Return the lines of the records below word for word, leaving out the pictures.

(Point-annotation data)
** START **

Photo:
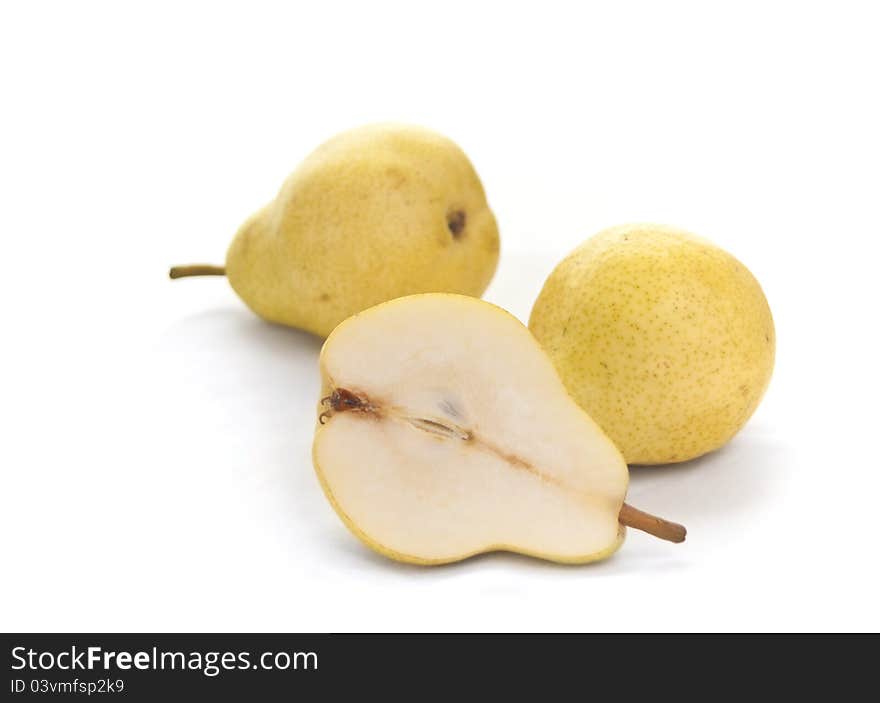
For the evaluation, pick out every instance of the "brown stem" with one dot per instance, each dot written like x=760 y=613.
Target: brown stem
x=653 y=525
x=196 y=270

** END **

SOLVED EXERCISE:
Photo:
For the evaluation, pick out every instance of the "brown stem" with one dot per instance, each dot written like x=760 y=613.
Target: brown stem
x=653 y=525
x=196 y=270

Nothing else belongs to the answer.